_Job 1_:
Can you quote the full passage about Zelensky's political standing, word for word?

_Document passage_:
Brusilo agrees with that.
"It's very difficult to get Zelensky to give in."
"It's like looking at a spring, the more you bend it, the more resistance it has," he says.
And yet, whenever Ukraine was attacked, politically or diplomatically, increased political unity followed.
The Oval Office standoff was no exception, with Zelensky's support soaring to around 70 percent.
"Zelensky is very powerful, and his authority consists of himself and a certain circle of people," Zolkina claims.

Orisiya Lucevich, head of the Ukrainian Forum at Chatham House, says it's interesting how Ukrainians sided with Zelensky after the Oval Office, almost as if they saw it as a personal insult to Ukrainian statehood.
"People rally around him, around what he represents and how he behaves."
Pristaiko claims that if the Americans wanted to replace him, "they were shooting themselves in the foot because now he could easily be re-elected."
Some political experts, like Zolkina, don't think it's that certain.
"I don't think he understands that this surge in support is a direct reaction to what Trump is doing, not his personal position," she says.
"He has quite strong political ambitions for a second term and is quite politically egocentric, like all leaders at his level."
Professor Onuh does not believe that Zelensky is motivated solely by the struggle for political power.
"He is a more careful, thoughtful, and tactically oriented political actor than people give him credit for."
However, imagining a second term for Zelensky could be very difficult, simply because of the sheer demands of the job.
Even the post-war challenges would be considerable.
For now, Arnold suspects that an exhausted Zelensky might not want to run again and suggests that he may be looking for a way out of, at least, the front lines of political life.
In the short term, Zelensky cannot afford another Oval Office.
So, given that Trump is an avid golfer, will the Ukrainian leader ever join him for a game of golf?
"He's a quick learner."
"When the need arises to play golf, I'm sure he'll be up to the task," Brusillo says.

_Job 2_:
Which lines in the entries below contain the string "sleeve"? Pull out each of those lines, and treat uppercase and lowercase as different.

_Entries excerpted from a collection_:
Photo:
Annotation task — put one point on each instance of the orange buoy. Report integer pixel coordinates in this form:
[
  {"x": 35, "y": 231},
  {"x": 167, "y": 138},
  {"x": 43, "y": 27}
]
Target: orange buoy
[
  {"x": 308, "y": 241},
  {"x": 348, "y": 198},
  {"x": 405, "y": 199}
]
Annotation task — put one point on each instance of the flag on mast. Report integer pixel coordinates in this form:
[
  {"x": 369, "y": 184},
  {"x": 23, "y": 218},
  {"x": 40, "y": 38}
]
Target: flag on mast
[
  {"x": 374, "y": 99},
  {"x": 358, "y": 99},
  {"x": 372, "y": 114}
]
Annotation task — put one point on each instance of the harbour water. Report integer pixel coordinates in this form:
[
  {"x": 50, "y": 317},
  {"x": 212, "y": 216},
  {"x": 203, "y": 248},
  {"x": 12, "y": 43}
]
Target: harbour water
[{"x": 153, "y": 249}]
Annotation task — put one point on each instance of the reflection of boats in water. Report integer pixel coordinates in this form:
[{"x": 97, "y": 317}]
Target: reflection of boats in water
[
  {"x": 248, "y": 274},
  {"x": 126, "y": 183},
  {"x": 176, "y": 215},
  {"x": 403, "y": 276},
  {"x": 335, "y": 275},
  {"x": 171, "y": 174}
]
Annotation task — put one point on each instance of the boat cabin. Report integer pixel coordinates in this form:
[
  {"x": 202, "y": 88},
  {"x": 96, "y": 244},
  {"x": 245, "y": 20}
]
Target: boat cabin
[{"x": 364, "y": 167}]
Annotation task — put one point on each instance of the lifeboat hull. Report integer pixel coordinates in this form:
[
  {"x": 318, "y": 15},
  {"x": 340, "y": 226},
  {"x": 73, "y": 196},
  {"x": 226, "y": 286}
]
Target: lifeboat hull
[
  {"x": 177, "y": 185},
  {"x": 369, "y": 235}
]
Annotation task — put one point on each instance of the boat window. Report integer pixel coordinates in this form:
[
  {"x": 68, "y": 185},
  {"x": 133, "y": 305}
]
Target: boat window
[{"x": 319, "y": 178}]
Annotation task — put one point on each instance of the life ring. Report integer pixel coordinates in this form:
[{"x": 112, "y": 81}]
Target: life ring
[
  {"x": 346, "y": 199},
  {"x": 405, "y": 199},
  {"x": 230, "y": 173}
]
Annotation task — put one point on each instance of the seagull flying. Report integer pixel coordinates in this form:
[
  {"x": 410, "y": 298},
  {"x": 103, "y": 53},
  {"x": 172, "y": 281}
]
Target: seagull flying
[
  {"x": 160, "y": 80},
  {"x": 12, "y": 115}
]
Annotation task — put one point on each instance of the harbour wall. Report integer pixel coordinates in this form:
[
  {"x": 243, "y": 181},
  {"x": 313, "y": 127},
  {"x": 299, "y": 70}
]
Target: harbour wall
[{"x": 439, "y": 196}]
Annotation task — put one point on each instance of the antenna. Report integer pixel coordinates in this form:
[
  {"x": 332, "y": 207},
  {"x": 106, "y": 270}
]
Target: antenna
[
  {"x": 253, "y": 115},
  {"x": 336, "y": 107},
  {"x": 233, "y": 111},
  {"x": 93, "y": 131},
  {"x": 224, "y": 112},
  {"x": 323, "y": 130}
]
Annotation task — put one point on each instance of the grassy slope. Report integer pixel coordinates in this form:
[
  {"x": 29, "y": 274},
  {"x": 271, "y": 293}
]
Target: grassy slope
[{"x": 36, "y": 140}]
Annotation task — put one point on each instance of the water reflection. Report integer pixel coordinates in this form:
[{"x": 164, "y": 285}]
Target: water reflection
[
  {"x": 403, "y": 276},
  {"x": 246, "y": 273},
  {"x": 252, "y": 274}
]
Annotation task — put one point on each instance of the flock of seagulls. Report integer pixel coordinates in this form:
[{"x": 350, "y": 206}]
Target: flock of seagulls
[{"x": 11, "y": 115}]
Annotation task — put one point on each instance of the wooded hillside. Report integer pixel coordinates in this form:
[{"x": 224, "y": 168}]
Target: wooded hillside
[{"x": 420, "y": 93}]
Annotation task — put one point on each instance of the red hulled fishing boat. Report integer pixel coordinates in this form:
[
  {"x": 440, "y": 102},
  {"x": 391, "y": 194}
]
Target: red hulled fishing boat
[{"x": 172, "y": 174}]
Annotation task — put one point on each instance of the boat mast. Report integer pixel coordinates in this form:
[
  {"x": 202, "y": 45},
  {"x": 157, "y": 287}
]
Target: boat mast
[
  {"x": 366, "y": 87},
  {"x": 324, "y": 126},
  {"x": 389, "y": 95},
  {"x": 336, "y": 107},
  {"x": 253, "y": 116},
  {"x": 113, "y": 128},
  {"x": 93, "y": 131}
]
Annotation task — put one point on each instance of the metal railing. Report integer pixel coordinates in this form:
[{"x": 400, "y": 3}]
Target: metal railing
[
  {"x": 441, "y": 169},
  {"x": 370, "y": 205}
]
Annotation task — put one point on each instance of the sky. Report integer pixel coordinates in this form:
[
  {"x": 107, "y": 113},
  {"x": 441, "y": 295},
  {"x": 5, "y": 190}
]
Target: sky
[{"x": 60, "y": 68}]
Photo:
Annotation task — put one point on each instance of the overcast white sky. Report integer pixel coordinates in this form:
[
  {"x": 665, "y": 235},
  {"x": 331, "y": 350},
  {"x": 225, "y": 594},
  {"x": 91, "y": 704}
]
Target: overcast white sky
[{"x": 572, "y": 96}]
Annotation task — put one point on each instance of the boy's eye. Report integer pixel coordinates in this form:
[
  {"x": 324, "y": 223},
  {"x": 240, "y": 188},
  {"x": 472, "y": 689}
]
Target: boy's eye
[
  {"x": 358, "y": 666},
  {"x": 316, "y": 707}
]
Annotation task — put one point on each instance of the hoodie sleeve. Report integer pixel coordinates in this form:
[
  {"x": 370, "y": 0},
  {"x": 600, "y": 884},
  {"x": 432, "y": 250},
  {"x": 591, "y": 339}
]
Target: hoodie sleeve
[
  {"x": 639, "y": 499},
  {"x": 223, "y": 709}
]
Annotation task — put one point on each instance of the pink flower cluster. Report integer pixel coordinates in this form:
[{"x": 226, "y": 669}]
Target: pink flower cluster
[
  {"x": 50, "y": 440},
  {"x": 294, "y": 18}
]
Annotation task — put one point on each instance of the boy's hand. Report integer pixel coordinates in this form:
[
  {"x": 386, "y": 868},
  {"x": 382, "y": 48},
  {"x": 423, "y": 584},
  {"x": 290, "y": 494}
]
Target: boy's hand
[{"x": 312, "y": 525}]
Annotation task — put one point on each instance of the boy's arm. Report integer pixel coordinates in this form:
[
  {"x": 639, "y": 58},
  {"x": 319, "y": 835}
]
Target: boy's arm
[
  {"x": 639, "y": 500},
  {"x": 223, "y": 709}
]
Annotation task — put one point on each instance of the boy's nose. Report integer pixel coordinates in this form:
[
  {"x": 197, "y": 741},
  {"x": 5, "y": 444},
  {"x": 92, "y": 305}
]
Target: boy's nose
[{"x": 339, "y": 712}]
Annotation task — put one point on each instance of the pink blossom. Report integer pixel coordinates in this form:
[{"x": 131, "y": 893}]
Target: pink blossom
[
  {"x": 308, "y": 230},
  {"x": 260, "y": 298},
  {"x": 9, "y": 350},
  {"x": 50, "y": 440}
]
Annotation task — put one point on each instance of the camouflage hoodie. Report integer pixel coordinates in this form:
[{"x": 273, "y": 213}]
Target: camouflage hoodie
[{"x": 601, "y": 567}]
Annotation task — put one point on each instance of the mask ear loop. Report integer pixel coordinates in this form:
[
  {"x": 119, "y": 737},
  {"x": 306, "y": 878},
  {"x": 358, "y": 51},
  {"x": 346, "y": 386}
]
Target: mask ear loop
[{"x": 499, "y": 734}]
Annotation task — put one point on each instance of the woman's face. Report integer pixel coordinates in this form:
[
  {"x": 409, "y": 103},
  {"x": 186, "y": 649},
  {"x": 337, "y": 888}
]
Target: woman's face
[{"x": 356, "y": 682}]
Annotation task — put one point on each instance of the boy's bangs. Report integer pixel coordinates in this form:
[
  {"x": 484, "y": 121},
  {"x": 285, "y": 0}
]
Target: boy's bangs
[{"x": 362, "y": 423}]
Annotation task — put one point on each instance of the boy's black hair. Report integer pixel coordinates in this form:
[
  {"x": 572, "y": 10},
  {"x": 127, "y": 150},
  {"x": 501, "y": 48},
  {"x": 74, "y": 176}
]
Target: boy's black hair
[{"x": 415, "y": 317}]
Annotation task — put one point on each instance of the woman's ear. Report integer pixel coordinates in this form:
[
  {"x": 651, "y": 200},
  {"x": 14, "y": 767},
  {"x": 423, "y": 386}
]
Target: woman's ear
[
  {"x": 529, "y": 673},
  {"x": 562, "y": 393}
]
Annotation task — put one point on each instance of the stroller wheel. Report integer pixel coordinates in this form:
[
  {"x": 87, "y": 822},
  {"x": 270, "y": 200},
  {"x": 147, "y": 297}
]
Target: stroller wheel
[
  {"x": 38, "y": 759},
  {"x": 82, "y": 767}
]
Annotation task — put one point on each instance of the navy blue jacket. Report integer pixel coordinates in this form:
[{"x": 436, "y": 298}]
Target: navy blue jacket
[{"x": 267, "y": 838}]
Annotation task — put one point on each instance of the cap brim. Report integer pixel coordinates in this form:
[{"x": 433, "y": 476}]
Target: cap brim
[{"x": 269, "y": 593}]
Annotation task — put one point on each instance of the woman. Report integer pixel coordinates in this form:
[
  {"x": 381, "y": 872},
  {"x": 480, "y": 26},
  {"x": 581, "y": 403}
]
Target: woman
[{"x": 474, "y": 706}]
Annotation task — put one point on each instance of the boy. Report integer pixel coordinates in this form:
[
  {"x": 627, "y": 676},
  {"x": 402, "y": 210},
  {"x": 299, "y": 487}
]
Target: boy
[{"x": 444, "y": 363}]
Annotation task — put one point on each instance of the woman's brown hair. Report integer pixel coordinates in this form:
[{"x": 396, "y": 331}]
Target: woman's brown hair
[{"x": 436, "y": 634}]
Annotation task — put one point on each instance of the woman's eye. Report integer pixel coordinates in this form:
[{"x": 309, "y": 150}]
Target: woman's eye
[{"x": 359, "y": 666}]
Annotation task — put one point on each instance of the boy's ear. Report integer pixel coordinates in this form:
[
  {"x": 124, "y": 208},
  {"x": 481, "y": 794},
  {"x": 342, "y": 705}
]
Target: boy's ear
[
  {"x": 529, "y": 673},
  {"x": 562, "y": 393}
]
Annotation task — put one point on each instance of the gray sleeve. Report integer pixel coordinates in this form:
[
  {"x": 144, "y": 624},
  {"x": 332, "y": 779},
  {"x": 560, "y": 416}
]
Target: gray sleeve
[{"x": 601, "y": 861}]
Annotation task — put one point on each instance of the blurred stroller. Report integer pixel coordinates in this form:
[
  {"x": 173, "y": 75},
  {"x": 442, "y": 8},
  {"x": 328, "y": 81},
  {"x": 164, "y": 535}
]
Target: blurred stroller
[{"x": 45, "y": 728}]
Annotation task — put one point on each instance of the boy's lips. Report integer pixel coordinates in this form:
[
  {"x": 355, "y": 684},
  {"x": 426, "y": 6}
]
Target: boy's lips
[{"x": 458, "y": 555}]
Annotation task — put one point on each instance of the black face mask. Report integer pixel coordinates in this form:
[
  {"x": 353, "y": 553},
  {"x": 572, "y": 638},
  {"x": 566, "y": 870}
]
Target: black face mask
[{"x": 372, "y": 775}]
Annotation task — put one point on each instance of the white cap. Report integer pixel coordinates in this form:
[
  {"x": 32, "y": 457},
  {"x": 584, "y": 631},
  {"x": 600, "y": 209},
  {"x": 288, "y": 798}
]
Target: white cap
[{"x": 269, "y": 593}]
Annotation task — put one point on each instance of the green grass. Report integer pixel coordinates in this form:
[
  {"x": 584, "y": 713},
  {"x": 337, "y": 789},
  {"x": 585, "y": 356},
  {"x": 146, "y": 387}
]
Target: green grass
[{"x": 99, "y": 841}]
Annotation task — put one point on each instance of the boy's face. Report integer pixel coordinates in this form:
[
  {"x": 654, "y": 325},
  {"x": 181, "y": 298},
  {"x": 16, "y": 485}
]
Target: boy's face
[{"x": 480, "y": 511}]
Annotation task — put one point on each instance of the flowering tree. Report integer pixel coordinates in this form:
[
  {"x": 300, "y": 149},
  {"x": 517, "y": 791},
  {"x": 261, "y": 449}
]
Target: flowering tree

_Correct output 1_:
Brusilo agrees with that.
"It's very difficult to get Zelensky to give in."
"It's like looking at a spring, the more you bend it, the more resistance it has," he says.
And yet, whenever Ukraine was attacked, politically or diplomatically, increased political unity followed.
The Oval Office standoff was no exception, with Zelensky's support soaring to around 70 percent.
"Zelensky is very powerful, and his authority consists of himself and a certain circle of people," Zolkina claims.

Orisiya Lucevich, head of the Ukrainian Forum at Chatham House, says it's interesting how Ukrainians sided with Zelensky after the Oval Office, almost as if they saw it as a personal insult to Ukrainian statehood.
"People rally around him, around what he represents and how he behaves."
Pristaiko claims that if the Americans wanted to replace him, "they were shooting themselves in the foot because now he could easily be re-elected."
Some political experts, like Zolkina, don't think it's that certain.
"I don't think he understands that this surge in support is a direct reaction to what Trump is doing, not his personal position," she says.
"He has quite strong political ambitions for a second term and is quite politically egocentric, like all leaders at his level."
Professor Onuh does not believe that Zelensky is motivated solely by the struggle for political power.
"He is a more careful, thoughtful, and tactically oriented political actor than people give him credit for."
However, imagining a second term for Zelensky could be very difficult, simply because of the sheer demands of the job.
Even the post-war challenges would be considerable.
For now, Arnold suspects that an exhausted Zelensky might not want to run again and suggests that he may be looking for a way out of, at least, the front lines of political life.
In the short term, Zelensky cannot afford another Oval Office.
So, given that Trump is an avid golfer, will the Ukrainian leader ever join him for a game of golf?
"He's a quick learner."
"When the need arises to play golf, I'm sure he'll be up to the task," Brusillo says.

_Correct output 2_:
Annotation task — put one point on each instance of the hoodie sleeve. Report integer pixel coordinates in this form:
Target: hoodie sleeve
Annotation task — put one point on each instance of the gray sleeve. Report integer pixel coordinates in this form:
Target: gray sleeve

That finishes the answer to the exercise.